▶ [Task to carry out] Restate the interview from "MVRemix: I read" to "or that day.", with "film" changed to "movie".

▶ [Provided text]
MVRemix: I know that a lot of journalists ask for peoples’ influences, but my thing is I want to know what inspires you. Not who influenced you, but who or what inspires you and made you decide, “I don’t want to work 9-5 or doing a retail job." Or, "I want to go to school for a career, I want to and follow my dream.” What made you decide, “I want to follow my creativity,” and this person or this thing is what made me choose it?

Brother Ali: It’s a variety of things. I would say that Islam had a lot to do with this. Islam is a religion that promotes a way of thinking more than a way of living. A way of thinking that really promotes the human soul. That promotes the human being living up to it’s real potential. I’ve always believed that’s the best way to truly listen to yourself and your soul, to make decisions. So that influenced me a lot because I really tried hard, when I first got married especially, when I was a young adult, like 17, 18, 19, 20. So by 21, I really tried hard to do what I thought a married person was supposed to do, which was go to college, have a job, and do it that way, and I was never satisfied. My soul was never happy with that.

MVRemix: Are you satisfied now?

Brother Ali: I’m a lot more satisfied. I’m a lot closer to being satisfied.

MVRemix: I read in an interview that you’ve seen Spike Lee’s 25th Hour. Now, try and take your own perspective of the character Monty, Edward Norton’s character, put yourself in that sort of roll, tell me about that film or that day.

Brother Ali: I would definitely do what he did. I don’t understand why anybody would just be like, “Okay,” and go to jail.

MVRemix: I didn’t know that kind of law existed whereby you’re told you’re going to be taken to jail and you have to show up for jail the day after. That seems kind of absurd to me.

Brother Ali: Yeah I don’t think it works like that. Maybe that’s something they do with white people, but none of my friends did that shit when they went to jail. They just kept them from trial. If you’re guilty, they keep your ass. So basically your last day is the day before you show up to trial. That’s the way I understood it. If you get bail, you pay the bail and they hold that and they keep that if you don’t show up for trial. And then if you show up for trial you get your bail money back but if you’re guilty they keep you.

▶ [Entries shown]
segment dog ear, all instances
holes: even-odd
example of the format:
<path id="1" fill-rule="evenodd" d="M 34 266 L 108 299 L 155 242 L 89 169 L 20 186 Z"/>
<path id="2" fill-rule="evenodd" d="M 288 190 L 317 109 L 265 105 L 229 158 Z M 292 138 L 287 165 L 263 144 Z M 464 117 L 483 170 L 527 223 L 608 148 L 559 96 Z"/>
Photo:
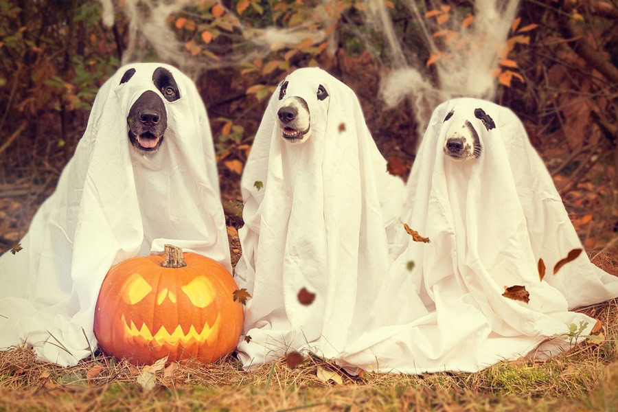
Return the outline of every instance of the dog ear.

▶ [Full answer]
MVRemix: I read in an interview that you’ve seen Spike Lee’s 25th Hour. Now, try and take your own perspective of the character Monty, Edward Norton’s character, put yourself in that sort of roll, tell me about that movie or that day.